▶ **Material for the task**:
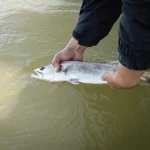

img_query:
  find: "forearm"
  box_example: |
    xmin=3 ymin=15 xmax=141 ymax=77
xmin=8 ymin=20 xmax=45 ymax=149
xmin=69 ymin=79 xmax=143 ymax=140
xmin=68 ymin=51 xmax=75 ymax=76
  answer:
xmin=65 ymin=37 xmax=87 ymax=54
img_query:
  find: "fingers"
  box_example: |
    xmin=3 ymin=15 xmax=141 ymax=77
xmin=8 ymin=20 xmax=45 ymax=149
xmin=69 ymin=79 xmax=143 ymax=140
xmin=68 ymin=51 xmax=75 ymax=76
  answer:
xmin=52 ymin=53 xmax=61 ymax=72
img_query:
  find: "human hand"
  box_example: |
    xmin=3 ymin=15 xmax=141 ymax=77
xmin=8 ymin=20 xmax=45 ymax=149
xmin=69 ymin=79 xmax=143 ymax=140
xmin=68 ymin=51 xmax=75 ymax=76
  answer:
xmin=52 ymin=38 xmax=86 ymax=72
xmin=103 ymin=63 xmax=145 ymax=89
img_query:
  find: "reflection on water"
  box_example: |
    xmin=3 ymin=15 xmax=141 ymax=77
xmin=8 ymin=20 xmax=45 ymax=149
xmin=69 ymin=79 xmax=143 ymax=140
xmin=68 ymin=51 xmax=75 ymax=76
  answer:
xmin=0 ymin=0 xmax=150 ymax=150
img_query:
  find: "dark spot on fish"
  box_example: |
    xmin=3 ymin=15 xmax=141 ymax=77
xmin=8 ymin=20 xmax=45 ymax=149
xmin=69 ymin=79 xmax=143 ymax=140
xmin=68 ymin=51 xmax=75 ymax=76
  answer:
xmin=40 ymin=67 xmax=45 ymax=71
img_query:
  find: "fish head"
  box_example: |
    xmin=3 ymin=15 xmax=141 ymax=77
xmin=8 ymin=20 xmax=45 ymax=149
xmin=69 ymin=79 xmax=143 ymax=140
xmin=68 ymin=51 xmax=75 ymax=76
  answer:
xmin=32 ymin=65 xmax=56 ymax=81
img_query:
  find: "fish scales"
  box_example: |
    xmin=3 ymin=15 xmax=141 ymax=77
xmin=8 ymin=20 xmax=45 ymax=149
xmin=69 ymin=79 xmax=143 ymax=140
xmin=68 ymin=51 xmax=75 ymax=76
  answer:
xmin=31 ymin=61 xmax=150 ymax=85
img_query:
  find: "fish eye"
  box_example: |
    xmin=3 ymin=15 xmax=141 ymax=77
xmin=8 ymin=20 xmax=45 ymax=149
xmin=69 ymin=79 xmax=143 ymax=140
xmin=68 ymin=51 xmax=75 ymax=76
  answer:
xmin=40 ymin=67 xmax=45 ymax=71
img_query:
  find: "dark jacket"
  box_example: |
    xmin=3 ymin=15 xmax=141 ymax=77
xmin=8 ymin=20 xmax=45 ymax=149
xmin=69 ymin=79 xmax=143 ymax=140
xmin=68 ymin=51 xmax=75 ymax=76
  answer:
xmin=73 ymin=0 xmax=150 ymax=70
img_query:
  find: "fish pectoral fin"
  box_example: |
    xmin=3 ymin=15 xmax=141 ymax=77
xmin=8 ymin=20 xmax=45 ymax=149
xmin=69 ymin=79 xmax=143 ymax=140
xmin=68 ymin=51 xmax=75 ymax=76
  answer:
xmin=69 ymin=79 xmax=79 ymax=85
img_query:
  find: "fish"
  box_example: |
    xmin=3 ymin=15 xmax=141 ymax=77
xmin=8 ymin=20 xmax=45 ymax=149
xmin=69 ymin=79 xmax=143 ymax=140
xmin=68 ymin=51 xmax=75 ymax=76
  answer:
xmin=31 ymin=61 xmax=150 ymax=85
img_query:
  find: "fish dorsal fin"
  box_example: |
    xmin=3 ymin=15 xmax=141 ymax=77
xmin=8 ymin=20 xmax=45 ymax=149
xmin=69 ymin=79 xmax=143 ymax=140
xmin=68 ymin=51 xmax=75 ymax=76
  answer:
xmin=69 ymin=79 xmax=79 ymax=85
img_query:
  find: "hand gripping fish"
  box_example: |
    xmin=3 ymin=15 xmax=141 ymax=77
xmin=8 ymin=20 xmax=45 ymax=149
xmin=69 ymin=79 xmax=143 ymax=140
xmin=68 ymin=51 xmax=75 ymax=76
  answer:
xmin=31 ymin=61 xmax=150 ymax=85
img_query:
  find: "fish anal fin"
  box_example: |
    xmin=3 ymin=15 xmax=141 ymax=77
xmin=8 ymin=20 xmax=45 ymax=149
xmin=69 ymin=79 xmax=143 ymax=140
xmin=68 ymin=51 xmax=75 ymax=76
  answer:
xmin=69 ymin=79 xmax=79 ymax=85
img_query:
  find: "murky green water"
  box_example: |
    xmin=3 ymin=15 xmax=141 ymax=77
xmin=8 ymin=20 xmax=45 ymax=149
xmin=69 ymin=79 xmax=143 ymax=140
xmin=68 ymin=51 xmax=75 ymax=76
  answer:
xmin=0 ymin=0 xmax=150 ymax=150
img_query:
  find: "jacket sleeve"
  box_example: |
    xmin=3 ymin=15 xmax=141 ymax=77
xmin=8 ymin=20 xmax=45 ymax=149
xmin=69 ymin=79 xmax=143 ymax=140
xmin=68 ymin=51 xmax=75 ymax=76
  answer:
xmin=72 ymin=0 xmax=122 ymax=47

▶ **Brief**:
Rewrite all the records above with "box_example" replaced by "reference_boxes" and everything else unchanged. Leave the pictures out of your answer.

▶ **Output for this task**:
img_query:
  find: "forearm"
  reference_boxes: |
    xmin=3 ymin=15 xmax=141 ymax=77
xmin=8 ymin=20 xmax=45 ymax=149
xmin=69 ymin=79 xmax=143 ymax=140
xmin=68 ymin=51 xmax=75 ymax=76
  answer:
xmin=65 ymin=37 xmax=87 ymax=54
img_query:
  find: "fingers"
  reference_boxes: |
    xmin=3 ymin=15 xmax=141 ymax=77
xmin=8 ymin=20 xmax=45 ymax=149
xmin=69 ymin=79 xmax=143 ymax=140
xmin=68 ymin=51 xmax=75 ymax=76
  answer:
xmin=52 ymin=53 xmax=61 ymax=72
img_query:
  find: "human hand"
  reference_boxes: |
    xmin=3 ymin=15 xmax=141 ymax=77
xmin=8 ymin=20 xmax=45 ymax=149
xmin=69 ymin=79 xmax=143 ymax=140
xmin=68 ymin=51 xmax=75 ymax=76
  answer:
xmin=52 ymin=38 xmax=86 ymax=72
xmin=103 ymin=63 xmax=145 ymax=89
img_query:
  find: "reflection on water"
  reference_boxes: |
    xmin=3 ymin=15 xmax=141 ymax=77
xmin=8 ymin=20 xmax=45 ymax=149
xmin=69 ymin=79 xmax=143 ymax=140
xmin=68 ymin=51 xmax=75 ymax=76
  answer:
xmin=0 ymin=0 xmax=150 ymax=150
img_query:
  find: "dark spot on fish"
  reference_boxes: |
    xmin=3 ymin=15 xmax=141 ymax=77
xmin=8 ymin=20 xmax=45 ymax=149
xmin=69 ymin=79 xmax=143 ymax=140
xmin=68 ymin=51 xmax=75 ymax=76
  answer:
xmin=40 ymin=67 xmax=45 ymax=71
img_query:
  find: "fish head"
  reference_boxes: |
    xmin=3 ymin=15 xmax=141 ymax=77
xmin=8 ymin=20 xmax=45 ymax=149
xmin=69 ymin=79 xmax=143 ymax=140
xmin=68 ymin=51 xmax=75 ymax=76
  answer:
xmin=32 ymin=65 xmax=56 ymax=81
img_query:
  find: "fish scales"
  reference_boxes: |
    xmin=3 ymin=15 xmax=141 ymax=77
xmin=8 ymin=20 xmax=45 ymax=149
xmin=69 ymin=79 xmax=143 ymax=140
xmin=68 ymin=51 xmax=75 ymax=76
  answer:
xmin=31 ymin=61 xmax=150 ymax=85
img_query:
  find: "fish eye"
  reference_boxes: |
    xmin=3 ymin=15 xmax=141 ymax=77
xmin=8 ymin=20 xmax=45 ymax=149
xmin=69 ymin=79 xmax=143 ymax=140
xmin=68 ymin=51 xmax=75 ymax=76
  answer:
xmin=40 ymin=67 xmax=45 ymax=71
img_query:
  find: "dark jacket"
  reference_boxes: |
    xmin=3 ymin=15 xmax=141 ymax=77
xmin=8 ymin=20 xmax=45 ymax=149
xmin=69 ymin=79 xmax=143 ymax=140
xmin=68 ymin=51 xmax=75 ymax=76
  answer:
xmin=73 ymin=0 xmax=150 ymax=70
img_query:
  find: "fish pectoral fin"
  reference_boxes: |
    xmin=3 ymin=15 xmax=141 ymax=77
xmin=8 ymin=20 xmax=45 ymax=149
xmin=69 ymin=79 xmax=143 ymax=140
xmin=68 ymin=51 xmax=75 ymax=76
  answer:
xmin=69 ymin=79 xmax=79 ymax=85
img_query:
  find: "fish"
  reference_boxes: |
    xmin=3 ymin=15 xmax=141 ymax=77
xmin=8 ymin=20 xmax=45 ymax=149
xmin=69 ymin=79 xmax=143 ymax=140
xmin=68 ymin=51 xmax=75 ymax=76
  answer:
xmin=31 ymin=61 xmax=150 ymax=85
img_query:
  find: "fish dorsal fin"
  reference_boxes: |
    xmin=3 ymin=15 xmax=141 ymax=77
xmin=8 ymin=20 xmax=45 ymax=149
xmin=69 ymin=79 xmax=143 ymax=140
xmin=68 ymin=51 xmax=75 ymax=76
  answer:
xmin=69 ymin=79 xmax=79 ymax=85
img_query:
  find: "hand gripping fish"
  reference_boxes: |
    xmin=3 ymin=15 xmax=141 ymax=77
xmin=8 ymin=20 xmax=45 ymax=149
xmin=69 ymin=79 xmax=143 ymax=140
xmin=68 ymin=51 xmax=75 ymax=76
  answer:
xmin=31 ymin=61 xmax=150 ymax=85
img_query:
  find: "fish anal fin"
  reference_boxes: |
    xmin=3 ymin=15 xmax=141 ymax=77
xmin=8 ymin=20 xmax=45 ymax=149
xmin=69 ymin=79 xmax=143 ymax=140
xmin=68 ymin=51 xmax=75 ymax=76
  answer:
xmin=69 ymin=79 xmax=79 ymax=85
img_query:
  find: "murky green water"
  reference_boxes: |
    xmin=3 ymin=15 xmax=141 ymax=77
xmin=8 ymin=20 xmax=45 ymax=149
xmin=69 ymin=79 xmax=143 ymax=140
xmin=68 ymin=51 xmax=75 ymax=76
  answer:
xmin=0 ymin=0 xmax=150 ymax=150
img_query:
  find: "jacket sleeve"
  reference_boxes: |
    xmin=3 ymin=15 xmax=141 ymax=77
xmin=8 ymin=20 xmax=45 ymax=149
xmin=69 ymin=79 xmax=143 ymax=140
xmin=68 ymin=51 xmax=75 ymax=76
  answer:
xmin=72 ymin=0 xmax=122 ymax=47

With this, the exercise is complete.